Führen Sie den Text über Brake-by-Wire-Bremssysteme im Anschluss an seinen letzten Satz weiter.

◆ VORLIEGENDER TEXTAUSZUG ◆
------------------------------------

Gerade mal 150 Millisekunden vergehen beim Audi E-Tron vom Einleiten einer Bremsung bis zum Anliegen des maximalen Bremsdrucks. Durch das elektrohydraulische Brake-by-Wire-Bremssystem (BBW) spricht Audi von einem bis zu 20 Prozent kürzeren Bremsweg gegenüber konventionellen, vollhydraulischen Bremsen. Außerdem greift die Bremse erst bei einer Verzögerung ab 0,3 g ein, bis dahin wird rein über die Rekuperation verzögert, was laut Audi bei 90 Prozent aller Verzögerungen der Fall sei. Der E-Tron kann dabei mit bis zu 220 Kilowatt rund 70 Prozent seiner Antriebsleistung rekuperieren.
Beim Bremssystem des Audi E-Tron, ebenso wie beispielsweise beim Toyota Prius oder auch im neuen BMW M8 als Vertreter für konventionellen Antrieb, handelt es sich zwar um ein Brake-by-Wire-System, da der Bremsbefehl elektronisch erfasst und an Aktuatoren weitergeleitet wird. Allerdings aktivieren diese elektrischen Spindelantriebe nach wie vor einen Verdrängerkolben, der über die Bremsflüssigkeit Druck aufbaut. Man spricht deshalb auch von einem "nassen" System. Bremsenhersteller Brembo hat aktuell ein solches System zur Serienreife gebracht. Leider waren aufgrund der Corona-Krise in Italien bis Drucklegung keine Details zu erfahren. Nur so viel: Die Reaktionszeiten des BBW konnten von bislang 300 bis 500 auf 100 Millisekunden nochmals reduziert werden. Außerdem kann sich das System im Falle eines defekten Aktuators selbsttätig neu konfigurieren und über die verbleibenden Aktuatoren eine Verzögerung garantieren, die weit über den gesetzlichen Anforderungen (mindestens 2,44 m/s2 ) liegt. Bei einem Totalausfall der Stromversorgung aktiviert sich das hydraulische Bremssystem, sodass zumindest die vorderen Bremsen funktionieren, da die Hinterräder rein elektrisch gebremst werden.

------------------------------------

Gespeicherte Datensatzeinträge
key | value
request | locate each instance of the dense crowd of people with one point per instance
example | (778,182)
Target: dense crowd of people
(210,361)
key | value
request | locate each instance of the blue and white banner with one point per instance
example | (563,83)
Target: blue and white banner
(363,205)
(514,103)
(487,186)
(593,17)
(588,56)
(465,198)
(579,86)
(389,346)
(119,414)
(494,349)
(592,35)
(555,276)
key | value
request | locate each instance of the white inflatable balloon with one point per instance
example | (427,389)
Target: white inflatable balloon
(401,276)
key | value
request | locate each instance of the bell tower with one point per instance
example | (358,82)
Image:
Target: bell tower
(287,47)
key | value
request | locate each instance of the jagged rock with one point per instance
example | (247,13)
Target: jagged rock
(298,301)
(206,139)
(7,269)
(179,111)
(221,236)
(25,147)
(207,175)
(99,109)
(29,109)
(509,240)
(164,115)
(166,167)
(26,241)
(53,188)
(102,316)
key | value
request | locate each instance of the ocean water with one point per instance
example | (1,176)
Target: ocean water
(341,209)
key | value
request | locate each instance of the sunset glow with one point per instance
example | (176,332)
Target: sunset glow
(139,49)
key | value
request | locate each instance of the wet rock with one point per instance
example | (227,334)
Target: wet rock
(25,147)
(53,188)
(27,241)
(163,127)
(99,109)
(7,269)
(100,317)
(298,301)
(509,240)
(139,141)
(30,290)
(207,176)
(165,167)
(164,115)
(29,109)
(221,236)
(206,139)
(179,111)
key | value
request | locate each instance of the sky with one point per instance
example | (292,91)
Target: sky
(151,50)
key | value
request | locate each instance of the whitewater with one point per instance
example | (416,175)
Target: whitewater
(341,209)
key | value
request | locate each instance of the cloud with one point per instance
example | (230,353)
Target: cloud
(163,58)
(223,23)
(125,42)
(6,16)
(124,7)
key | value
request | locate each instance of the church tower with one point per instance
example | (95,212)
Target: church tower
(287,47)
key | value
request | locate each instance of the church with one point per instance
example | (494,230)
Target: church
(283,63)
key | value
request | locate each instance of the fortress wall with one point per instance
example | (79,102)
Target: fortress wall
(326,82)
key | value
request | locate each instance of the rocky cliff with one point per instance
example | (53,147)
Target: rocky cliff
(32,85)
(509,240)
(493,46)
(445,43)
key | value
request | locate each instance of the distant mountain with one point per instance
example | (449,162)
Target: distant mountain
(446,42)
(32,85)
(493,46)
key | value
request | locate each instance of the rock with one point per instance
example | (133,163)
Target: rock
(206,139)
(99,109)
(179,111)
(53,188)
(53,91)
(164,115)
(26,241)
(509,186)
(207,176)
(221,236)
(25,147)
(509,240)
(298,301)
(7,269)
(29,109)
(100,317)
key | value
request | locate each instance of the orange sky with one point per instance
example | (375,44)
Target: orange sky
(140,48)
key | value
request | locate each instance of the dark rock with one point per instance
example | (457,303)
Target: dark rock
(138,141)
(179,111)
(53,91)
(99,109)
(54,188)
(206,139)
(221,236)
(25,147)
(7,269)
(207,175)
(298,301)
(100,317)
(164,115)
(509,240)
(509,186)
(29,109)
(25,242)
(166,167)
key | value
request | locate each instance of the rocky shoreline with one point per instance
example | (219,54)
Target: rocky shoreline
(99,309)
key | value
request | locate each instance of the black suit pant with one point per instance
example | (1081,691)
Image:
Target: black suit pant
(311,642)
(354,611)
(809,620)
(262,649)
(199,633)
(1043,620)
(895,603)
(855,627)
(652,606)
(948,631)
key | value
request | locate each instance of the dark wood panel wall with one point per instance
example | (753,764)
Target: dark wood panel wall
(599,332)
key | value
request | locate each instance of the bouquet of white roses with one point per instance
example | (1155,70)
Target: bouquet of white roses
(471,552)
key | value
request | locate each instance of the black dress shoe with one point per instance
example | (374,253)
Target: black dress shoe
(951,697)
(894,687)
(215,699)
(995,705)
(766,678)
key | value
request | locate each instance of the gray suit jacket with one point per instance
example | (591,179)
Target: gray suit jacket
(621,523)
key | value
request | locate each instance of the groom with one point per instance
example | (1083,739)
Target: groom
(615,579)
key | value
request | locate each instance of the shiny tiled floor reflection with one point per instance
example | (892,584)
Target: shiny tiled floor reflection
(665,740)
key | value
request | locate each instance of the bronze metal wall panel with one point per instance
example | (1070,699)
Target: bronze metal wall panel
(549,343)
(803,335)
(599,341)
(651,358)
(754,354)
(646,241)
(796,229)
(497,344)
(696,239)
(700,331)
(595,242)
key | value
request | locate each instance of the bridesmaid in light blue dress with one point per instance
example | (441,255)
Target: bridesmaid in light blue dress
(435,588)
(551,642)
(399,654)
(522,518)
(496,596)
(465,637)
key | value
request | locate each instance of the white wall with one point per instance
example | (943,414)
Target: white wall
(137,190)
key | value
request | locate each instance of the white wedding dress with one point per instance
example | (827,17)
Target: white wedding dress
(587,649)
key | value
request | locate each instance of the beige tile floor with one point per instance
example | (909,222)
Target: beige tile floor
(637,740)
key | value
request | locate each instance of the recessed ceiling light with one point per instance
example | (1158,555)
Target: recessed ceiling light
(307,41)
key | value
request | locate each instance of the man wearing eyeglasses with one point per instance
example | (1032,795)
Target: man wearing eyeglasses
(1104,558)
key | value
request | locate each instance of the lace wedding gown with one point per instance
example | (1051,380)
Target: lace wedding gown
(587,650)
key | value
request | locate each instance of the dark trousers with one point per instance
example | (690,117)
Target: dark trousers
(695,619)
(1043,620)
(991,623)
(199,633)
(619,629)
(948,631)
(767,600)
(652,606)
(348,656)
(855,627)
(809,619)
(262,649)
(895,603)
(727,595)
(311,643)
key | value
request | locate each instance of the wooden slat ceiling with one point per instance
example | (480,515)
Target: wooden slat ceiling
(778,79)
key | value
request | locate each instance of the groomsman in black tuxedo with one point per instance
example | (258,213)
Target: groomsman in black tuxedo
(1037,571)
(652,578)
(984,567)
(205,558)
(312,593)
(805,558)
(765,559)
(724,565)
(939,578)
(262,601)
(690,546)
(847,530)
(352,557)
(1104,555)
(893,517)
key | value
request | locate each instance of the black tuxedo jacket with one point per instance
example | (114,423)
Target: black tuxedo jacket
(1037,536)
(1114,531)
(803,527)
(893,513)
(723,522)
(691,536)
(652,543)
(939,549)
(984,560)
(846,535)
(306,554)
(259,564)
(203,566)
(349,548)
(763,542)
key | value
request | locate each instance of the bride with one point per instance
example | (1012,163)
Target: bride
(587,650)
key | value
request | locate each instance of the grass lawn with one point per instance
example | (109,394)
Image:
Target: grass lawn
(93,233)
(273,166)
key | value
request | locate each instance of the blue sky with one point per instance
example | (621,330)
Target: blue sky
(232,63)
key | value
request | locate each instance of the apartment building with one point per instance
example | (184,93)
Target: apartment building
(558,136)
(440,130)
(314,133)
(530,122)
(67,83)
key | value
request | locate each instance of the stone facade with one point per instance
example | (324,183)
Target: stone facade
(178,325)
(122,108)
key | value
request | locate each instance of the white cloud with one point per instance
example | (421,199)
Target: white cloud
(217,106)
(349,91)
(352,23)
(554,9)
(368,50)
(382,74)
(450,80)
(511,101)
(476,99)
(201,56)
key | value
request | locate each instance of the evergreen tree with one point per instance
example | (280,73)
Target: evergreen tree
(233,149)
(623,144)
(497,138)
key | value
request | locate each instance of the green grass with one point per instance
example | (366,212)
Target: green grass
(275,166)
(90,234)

------------------------------------

◆ LÖSUNG ◆
CO2-Reduktion
Das elektrohydraulische Brake-by-Wire- Bremssystem "MK C1" von Continental vereint Bremskraftverstärker, Vakuumpumpe, elektronische Stabilitätskontrolle, Halter, Rohre und Kabelbaum in einem Modul. Diese Bauart verringert Volumen und Gewicht und vereinfacht den Einbau. Dank eines hochdynamischen Druckstellers wird der Bremsweg bei einer autonomen Bremsung (AEB) wesentlich kürzer als bei einem herkömmlichen Bremssystem. Gleichzeitig erlaubt sie eine vollständige Rückumwandlung der Energie beim Bremsen in Hybrid- und Elektrofahrzeugen, was deren Reichweite erhöht. So soll das System bis zu fünf Gramm CO2 pro
100 Kilometer sparen und die Reichweite um bis zu 20 Kilometer erhöhen. Seit 2016 bei Alfa Romeo in Serie, verbauen laut Continental mittlerweile weitere Hersteller das System in Serie.
In Zukunft trocken
Chassis Brake International, ein Unternehmen der Hitachi-Gruppe und Hersteller von Fahrzeugbremssystemen und -komponenten, arbeitet seit Jahren an einem "trockenen" Brake-by-Wire-Bremssystem, das komplett ohne Hydraulik und damit auch ohne Bremsflüssigkeit auskommt. Ende 2019 stellte der Bremsenhersteller in Schweden vor den Augen namhafter Automobilhersteller die neueste Generation seines Brake-by-Wire-Systems, "Smart Brake-Systems", in einem Demonstrationsfahrzeug vor. Bernd Schemer, Vice President von Hitachi Automotive Systems Group/Brake Business Unit, erklärt die Funktionsweise: "Ein Pedalsimulator, der bei nicht vollautonomen Fahrzeugen wie Level vier tatsächlich noch in Form eines Fußpedals vorhanden ist, überträgt den Fußbefehl als elektrisches Signal an eine Steuereinheit mit entsprechender Intelligenz und Logik. Diese leitet den Bremsbefehl elektronisch als Signal an die Aktuatoren an allen vier Rädern, die das Signal in entsprechendes Bremsmoment umwandeln. Alternativ zu dem Pedalsimulator kann natürlich die Steuereinheit selbst, abhängig von den verschiedenen Sensordaten, den Bremsbefehl erteilen." Bei den Aktuatoren handelt es sich um hochdrehende Elektromotoren mit Untersetzung, die das Bremsmoment in wenigen Millisekunden aufbauen.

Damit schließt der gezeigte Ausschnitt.